◆ **Source extract**
I just did the same thing. I gave it to her last night in a humorous and non-pressuring way. Her reaction was very educational. It wasn't immediately positive, she basically went off on me and had this whole crazy narrative about the situation that was completely bizarre. It was like the classic "you're a dirty perv trying to make me do things I don't want!" freak out... until I pointed out that I bought it because she has explicitly expressed interest in having one several times, that I very intentionally gave it to her in a humorous way without insisting or suggesting she use it, that it does in fact have non-sexual uses, and that my sole motivation for giving it to her was her pleasure. She shut up about it after that. She never apologized but she did start behaving much better and ultimately did suggest we go have sex. Unfortunately I was not in a proper mental state by then, I don't entirely remember the details but we did use it briefly before giving up on sex because neither of us was into it.

◆ **The tasks**
(a) According to the forum post, in what way did the writer give the gift?
(b) Take the forum post further by writing what comes after its last sentence.

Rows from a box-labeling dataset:
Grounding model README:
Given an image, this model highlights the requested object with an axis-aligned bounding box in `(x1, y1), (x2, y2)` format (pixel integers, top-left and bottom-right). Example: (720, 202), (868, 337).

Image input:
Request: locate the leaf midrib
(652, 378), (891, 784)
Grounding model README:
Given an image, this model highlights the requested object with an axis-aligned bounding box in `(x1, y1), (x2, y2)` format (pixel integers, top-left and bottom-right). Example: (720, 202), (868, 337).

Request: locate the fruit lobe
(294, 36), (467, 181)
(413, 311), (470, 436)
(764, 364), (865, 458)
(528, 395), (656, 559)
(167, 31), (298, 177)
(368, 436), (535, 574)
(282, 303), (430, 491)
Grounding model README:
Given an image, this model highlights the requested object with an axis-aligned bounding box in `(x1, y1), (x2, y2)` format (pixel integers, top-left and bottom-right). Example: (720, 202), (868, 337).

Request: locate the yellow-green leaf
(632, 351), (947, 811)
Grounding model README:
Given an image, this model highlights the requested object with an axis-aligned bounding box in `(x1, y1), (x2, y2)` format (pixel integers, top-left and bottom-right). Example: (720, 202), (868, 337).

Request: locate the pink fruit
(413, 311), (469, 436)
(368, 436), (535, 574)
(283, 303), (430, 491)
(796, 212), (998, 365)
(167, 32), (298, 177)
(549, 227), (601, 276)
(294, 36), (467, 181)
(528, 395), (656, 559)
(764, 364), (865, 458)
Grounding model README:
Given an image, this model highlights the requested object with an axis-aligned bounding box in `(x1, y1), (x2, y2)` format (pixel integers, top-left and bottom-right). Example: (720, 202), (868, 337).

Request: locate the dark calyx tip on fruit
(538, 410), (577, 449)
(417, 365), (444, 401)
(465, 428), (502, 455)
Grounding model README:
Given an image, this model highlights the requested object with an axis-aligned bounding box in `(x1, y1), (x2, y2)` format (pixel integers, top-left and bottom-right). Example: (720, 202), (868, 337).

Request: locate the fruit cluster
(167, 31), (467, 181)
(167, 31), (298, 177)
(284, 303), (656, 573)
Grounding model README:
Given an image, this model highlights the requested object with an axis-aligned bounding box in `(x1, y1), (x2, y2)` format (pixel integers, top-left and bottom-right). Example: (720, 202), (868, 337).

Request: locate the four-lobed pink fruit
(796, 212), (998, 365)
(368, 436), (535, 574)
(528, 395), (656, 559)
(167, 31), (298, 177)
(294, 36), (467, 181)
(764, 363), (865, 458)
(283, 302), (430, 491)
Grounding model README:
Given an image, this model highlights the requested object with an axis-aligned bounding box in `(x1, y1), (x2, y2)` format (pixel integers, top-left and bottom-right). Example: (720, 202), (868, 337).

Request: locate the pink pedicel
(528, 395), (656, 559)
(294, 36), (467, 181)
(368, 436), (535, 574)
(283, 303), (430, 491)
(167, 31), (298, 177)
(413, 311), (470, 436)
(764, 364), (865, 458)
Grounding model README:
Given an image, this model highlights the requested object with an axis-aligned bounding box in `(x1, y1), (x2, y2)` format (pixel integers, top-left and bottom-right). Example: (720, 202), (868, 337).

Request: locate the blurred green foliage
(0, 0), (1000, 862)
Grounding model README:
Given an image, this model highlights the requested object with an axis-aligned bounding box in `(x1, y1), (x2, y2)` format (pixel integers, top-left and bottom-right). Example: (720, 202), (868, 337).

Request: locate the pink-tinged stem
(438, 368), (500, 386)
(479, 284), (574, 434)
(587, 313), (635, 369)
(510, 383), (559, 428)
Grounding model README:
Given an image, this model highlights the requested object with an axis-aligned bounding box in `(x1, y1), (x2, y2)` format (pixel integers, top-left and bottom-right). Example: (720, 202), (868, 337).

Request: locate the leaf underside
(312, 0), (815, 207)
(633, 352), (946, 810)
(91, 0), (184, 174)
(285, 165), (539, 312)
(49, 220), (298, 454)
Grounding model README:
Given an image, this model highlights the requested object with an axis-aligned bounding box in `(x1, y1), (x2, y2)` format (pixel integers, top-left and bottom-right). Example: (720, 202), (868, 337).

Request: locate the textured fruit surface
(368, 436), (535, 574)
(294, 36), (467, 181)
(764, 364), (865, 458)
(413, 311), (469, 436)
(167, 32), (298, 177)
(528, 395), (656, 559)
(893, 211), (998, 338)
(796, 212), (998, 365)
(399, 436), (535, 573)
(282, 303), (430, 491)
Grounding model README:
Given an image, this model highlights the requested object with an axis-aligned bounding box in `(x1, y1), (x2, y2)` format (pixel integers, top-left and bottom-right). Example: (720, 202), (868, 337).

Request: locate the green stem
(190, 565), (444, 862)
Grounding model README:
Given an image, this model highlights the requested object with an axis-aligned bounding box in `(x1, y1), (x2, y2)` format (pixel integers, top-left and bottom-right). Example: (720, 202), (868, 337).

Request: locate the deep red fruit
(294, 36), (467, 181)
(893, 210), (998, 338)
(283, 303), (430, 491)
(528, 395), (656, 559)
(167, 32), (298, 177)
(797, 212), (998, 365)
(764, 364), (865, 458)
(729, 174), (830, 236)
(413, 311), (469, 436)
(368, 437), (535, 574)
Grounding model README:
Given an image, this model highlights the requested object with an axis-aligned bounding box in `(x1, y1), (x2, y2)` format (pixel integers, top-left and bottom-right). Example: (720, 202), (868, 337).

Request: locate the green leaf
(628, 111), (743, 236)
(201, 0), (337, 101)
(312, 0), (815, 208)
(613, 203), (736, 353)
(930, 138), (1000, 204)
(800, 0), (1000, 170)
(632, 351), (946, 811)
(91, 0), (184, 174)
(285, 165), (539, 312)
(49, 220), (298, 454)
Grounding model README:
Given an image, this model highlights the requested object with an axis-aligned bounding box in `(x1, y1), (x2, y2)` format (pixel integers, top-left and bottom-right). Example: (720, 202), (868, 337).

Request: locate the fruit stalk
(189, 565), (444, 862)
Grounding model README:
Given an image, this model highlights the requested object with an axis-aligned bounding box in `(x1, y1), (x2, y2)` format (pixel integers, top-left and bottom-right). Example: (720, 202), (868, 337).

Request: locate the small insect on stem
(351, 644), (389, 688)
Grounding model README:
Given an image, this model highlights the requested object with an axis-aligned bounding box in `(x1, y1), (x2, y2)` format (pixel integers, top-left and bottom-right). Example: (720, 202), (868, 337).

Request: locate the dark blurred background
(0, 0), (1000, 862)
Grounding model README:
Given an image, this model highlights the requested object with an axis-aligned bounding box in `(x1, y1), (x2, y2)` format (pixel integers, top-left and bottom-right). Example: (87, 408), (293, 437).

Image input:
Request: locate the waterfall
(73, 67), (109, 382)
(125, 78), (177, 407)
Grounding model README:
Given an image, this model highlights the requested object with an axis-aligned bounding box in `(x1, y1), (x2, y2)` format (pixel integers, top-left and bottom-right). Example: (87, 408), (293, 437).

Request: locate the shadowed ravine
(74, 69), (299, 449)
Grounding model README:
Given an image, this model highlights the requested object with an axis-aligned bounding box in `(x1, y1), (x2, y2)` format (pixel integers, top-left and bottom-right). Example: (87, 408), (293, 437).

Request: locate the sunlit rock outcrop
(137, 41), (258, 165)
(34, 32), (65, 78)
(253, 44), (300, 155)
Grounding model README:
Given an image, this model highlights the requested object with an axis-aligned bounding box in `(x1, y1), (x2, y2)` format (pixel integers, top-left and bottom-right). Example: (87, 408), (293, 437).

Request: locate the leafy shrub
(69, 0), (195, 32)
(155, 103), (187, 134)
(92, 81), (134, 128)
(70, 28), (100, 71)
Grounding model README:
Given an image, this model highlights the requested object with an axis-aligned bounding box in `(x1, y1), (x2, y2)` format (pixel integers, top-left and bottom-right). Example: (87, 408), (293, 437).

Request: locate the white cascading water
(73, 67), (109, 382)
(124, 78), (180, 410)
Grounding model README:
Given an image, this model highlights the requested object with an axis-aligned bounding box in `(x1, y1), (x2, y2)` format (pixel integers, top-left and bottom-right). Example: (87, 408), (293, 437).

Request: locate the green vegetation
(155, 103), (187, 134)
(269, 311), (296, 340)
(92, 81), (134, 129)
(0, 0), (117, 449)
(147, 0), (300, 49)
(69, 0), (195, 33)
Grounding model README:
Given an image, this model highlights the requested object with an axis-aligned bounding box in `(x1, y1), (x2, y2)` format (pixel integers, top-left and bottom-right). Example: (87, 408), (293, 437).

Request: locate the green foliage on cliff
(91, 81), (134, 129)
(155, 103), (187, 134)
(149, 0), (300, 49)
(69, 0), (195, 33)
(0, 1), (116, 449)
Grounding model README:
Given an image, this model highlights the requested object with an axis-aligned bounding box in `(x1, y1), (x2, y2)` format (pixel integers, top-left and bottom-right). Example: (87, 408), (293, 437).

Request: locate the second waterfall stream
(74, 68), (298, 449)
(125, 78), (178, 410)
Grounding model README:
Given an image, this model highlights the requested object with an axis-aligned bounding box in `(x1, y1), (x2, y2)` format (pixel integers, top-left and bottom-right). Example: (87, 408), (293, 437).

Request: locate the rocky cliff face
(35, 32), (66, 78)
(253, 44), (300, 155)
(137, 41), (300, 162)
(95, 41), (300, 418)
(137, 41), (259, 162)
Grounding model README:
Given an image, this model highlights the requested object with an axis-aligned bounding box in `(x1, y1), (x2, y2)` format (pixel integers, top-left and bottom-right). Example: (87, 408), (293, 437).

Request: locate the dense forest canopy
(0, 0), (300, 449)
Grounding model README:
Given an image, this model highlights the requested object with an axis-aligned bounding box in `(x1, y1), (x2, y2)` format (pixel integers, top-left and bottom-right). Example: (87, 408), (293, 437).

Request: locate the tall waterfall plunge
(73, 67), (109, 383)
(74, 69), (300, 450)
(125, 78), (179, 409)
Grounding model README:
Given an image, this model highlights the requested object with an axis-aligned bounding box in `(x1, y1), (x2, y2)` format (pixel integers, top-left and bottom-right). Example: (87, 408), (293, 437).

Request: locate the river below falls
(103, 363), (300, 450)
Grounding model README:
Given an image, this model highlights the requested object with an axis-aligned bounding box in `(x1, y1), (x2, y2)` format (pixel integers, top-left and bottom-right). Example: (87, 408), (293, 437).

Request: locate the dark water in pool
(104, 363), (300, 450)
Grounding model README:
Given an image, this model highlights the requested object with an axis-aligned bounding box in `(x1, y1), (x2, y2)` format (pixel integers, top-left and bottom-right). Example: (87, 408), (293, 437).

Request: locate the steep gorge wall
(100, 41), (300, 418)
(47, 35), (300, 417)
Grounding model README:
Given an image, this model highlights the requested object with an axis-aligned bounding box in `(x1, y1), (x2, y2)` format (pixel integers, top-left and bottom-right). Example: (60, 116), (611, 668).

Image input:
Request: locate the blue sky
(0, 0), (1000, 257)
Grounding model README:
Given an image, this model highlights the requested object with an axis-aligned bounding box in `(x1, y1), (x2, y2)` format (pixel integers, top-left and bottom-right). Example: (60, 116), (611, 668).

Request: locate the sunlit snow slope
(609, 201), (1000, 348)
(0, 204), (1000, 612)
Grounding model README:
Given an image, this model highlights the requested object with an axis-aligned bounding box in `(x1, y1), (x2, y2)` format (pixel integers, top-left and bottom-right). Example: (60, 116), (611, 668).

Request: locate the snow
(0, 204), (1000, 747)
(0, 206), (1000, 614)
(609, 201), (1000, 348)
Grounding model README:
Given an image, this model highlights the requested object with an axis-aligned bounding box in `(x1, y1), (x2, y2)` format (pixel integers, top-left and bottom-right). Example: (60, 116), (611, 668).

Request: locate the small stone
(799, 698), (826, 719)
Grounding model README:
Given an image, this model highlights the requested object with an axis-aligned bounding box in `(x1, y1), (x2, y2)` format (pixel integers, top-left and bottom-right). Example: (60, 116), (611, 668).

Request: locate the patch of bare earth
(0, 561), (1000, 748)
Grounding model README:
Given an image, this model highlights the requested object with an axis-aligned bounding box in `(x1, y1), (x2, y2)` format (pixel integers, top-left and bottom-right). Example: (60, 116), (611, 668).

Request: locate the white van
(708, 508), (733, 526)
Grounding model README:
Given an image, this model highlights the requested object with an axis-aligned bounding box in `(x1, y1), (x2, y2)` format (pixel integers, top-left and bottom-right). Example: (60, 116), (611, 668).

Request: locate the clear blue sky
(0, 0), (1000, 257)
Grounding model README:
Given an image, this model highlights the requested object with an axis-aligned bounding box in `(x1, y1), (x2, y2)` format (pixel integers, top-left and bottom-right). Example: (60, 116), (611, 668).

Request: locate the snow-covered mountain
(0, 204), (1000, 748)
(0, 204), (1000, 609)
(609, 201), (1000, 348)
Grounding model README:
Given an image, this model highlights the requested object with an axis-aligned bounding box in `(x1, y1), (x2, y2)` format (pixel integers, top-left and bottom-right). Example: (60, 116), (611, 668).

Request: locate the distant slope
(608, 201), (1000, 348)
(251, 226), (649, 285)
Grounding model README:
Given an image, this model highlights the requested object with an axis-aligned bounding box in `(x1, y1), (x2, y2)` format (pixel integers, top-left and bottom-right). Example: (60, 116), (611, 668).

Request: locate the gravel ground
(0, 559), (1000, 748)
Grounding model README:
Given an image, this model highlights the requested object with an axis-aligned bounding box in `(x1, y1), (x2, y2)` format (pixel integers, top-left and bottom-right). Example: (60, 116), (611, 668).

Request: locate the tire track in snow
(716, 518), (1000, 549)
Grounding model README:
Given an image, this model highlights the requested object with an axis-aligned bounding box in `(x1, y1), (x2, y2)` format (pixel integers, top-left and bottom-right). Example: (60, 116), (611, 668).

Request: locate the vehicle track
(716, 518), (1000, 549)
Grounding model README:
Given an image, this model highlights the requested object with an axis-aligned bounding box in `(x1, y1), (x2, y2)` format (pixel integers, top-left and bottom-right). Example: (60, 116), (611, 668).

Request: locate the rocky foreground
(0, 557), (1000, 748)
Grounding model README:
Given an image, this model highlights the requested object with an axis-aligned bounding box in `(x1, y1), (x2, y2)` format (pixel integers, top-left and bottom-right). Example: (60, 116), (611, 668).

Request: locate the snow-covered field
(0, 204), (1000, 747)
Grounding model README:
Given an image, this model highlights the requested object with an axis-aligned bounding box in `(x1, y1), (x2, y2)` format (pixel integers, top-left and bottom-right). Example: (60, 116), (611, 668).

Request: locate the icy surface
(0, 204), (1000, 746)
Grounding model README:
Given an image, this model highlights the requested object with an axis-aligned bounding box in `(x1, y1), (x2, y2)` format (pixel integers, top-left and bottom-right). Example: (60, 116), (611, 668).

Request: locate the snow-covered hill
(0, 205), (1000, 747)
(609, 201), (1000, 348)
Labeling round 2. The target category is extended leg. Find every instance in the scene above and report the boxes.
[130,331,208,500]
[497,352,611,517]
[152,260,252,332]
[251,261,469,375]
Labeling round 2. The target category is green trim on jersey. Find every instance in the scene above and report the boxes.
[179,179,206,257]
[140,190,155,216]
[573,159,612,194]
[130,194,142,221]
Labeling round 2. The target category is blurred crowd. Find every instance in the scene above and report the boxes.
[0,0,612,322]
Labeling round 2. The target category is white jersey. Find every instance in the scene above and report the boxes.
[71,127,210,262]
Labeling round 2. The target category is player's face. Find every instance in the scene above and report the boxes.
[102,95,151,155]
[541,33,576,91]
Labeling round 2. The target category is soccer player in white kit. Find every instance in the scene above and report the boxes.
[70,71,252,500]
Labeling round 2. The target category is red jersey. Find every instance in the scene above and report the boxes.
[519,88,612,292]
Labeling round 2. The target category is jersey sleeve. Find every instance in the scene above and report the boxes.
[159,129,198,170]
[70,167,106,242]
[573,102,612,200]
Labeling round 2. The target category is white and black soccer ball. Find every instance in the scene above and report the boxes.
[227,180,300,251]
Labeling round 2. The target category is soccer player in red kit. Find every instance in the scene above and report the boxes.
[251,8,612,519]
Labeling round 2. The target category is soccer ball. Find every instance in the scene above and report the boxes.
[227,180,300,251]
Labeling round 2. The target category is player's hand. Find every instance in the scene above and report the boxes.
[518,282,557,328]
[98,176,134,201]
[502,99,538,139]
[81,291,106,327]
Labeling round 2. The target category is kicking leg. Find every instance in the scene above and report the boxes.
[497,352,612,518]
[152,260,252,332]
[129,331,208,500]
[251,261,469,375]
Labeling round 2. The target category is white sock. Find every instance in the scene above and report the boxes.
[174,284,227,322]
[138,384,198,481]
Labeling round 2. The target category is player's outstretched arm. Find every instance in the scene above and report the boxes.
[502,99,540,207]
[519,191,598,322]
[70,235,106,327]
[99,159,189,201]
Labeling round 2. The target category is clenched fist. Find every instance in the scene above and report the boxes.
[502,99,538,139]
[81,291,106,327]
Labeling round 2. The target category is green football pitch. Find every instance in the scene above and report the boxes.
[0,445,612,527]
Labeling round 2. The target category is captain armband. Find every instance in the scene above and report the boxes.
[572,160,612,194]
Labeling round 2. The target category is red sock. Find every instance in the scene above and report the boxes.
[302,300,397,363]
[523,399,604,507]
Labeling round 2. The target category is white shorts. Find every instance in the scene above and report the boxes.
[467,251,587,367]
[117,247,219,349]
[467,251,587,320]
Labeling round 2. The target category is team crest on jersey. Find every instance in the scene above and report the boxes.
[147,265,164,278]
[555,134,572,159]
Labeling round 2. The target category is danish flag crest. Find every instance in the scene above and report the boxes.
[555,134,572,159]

◆ **Task responses**
(a) In a humorous and non-pressuring way.

(b)
----------



## Runs like Dog (Feb 25, 2011)

I could picture the conversation with the cops the next if it were me. She'd be saying..."yeah it was plugged in when I dropped it in the tub, was that wrong??"


----------



## ren (Aug 1, 2011)

Therealbrighteyes said:


> Anybody who uses a Hitachi for sex in this day and age is last century.


Have you ever felt a Hitachi in action? It is by far the most powerful vibrator I've ever encountered and I've been vibrator shopping a half dozen times. Yeah, it's damn huge and it's got a cord and only two settings, but nothing else compares to its intensity.


----------



## Hope1964 (Sep 26, 2011)

I like the kind that he supplies the action for. Ten inches of plain silicon.

We were using one last week and I said to him that it was weird how he loves using a dildo on me, but if I was using a silicon vagina on him I would think it was weird.

We had quite a collection of toys before I found out he was cheating, when I threw them all away. We're slowly rebuilding our collection. One of my personal favorites in those vibrating egg things. I can make myself cum in about 30 seconds with one of those babies.


----------



## Grayson (Oct 28, 2010)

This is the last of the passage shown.